**Exercise objective**
Write every line of the material out exactly as shown.

**The input**

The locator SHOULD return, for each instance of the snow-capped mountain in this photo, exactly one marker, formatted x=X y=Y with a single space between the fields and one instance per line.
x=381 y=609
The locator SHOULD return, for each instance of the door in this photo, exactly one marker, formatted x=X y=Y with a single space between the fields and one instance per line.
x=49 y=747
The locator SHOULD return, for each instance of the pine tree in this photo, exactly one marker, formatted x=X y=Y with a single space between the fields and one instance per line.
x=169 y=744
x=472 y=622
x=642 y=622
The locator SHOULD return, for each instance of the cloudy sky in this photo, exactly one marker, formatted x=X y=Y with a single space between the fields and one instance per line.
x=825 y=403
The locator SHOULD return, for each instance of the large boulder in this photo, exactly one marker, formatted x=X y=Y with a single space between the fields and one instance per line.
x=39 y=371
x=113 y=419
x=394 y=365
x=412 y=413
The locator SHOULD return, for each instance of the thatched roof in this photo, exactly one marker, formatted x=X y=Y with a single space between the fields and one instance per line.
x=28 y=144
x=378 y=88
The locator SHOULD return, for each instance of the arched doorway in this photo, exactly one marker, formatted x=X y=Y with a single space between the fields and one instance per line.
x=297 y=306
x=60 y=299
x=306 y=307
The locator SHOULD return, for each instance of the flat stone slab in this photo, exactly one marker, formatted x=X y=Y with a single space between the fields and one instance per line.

**Solution below**
The locator SHOULD return, for each instance of the snow-capped mountain in this photo, exactly one marker, formatted x=X y=Y with a single space between the fields and one instance per line.
x=381 y=609
The locator SHOULD return, for each instance of the door in this photo, exactly one marker, formatted x=X y=Y with a single space between the fields and one instance per line.
x=49 y=747
The locator SHOULD return, for each instance of the pine tree in this photo, exactly one marker, formatted x=X y=Y with a single space between the fields and one instance per line.
x=169 y=744
x=472 y=622
x=642 y=622
The locator SHOULD return, for each instance of the cloudy sky in this photo, exactly one marker, formatted x=X y=Y with a single space between the fields and one instance per line.
x=825 y=403
The locator SHOULD return, for each instance of the large boulder in this photo, exactly one marker, formatted x=X y=Y with a single space between the fields and one instance per line.
x=39 y=371
x=113 y=419
x=394 y=365
x=412 y=413
The locator SHOULD return, for each instance of the thatched roof in this photo, exactly one marker, formatted x=X y=Y with a single space between the fields and one instance per line.
x=28 y=144
x=378 y=88
The locator SHOULD return, for each instance of the arched doorway in this photo, exactly one marker, formatted x=X y=Y with a single space between the fields and one instance per line.
x=297 y=306
x=60 y=299
x=306 y=307
The locator SHOULD return, for each instance of the flat stone slab in this photo, exactly one marker, formatted x=X y=Y with a single space between the fields and one instance per line.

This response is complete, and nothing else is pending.